Task instructions: Reproduce the entries below exactly, but only from the line containing "Segment each target" to the line containing "negative clicks: (159, 288) (181, 248)", inclusive.

Items from a data source:
□ □ □
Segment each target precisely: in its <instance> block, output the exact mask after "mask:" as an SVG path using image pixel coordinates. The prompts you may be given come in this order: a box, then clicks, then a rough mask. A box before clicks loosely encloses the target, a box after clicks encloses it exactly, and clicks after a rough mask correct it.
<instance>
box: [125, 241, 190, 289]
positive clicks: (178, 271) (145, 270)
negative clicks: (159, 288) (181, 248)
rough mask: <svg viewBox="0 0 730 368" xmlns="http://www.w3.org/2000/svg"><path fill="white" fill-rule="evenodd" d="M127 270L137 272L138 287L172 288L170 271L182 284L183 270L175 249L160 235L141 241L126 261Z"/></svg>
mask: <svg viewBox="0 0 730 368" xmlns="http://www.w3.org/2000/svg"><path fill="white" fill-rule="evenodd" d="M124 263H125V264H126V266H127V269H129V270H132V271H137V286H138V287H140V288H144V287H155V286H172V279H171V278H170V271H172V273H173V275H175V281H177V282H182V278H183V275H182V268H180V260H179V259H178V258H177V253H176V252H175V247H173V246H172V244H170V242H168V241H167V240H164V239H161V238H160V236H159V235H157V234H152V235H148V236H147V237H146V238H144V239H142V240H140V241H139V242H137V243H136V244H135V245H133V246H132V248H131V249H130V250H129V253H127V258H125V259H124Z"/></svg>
□ □ □
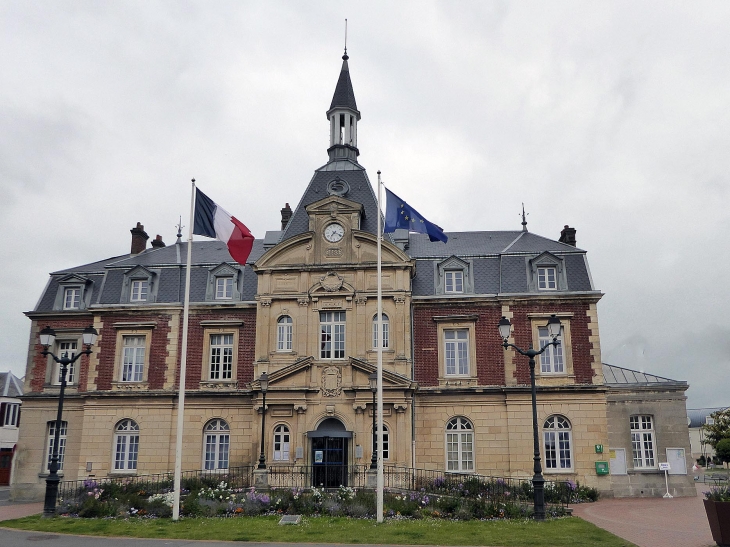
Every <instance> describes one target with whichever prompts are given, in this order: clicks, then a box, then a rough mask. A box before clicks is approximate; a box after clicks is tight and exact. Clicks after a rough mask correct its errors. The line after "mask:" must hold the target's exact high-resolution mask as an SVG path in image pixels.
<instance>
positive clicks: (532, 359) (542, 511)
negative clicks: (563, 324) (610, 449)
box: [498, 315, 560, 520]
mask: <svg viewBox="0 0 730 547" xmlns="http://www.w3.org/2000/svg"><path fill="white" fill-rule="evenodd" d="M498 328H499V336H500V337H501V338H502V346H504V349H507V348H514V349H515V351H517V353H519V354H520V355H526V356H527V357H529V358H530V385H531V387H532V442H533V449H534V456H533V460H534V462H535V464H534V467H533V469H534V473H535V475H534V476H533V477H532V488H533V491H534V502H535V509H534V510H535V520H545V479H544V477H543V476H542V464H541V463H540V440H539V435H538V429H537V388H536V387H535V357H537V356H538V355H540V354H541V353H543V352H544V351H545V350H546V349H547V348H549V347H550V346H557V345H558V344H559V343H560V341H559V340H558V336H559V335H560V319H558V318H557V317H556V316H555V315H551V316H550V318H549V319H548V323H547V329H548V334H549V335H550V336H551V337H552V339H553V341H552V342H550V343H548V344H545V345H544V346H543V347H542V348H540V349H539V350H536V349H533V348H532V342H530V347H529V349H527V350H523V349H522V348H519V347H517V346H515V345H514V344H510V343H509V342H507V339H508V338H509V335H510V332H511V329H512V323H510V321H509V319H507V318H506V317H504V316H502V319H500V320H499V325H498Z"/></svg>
□ □ □
Answer section:
Segment each target precisely: in its <instance> block, output the exact mask after "mask:" as an SVG path using image pixel coordinates. The prompts you may be given come in this order: a box, then clicks, then a rough mask. A box before clicks loosely encloses the target, a box after clicks encloses it exactly, and clicks after a rough mask correct it.
<instance>
box: [125, 241, 190, 289]
positive clicks: (178, 271) (145, 270)
negative clicks: (159, 288) (181, 248)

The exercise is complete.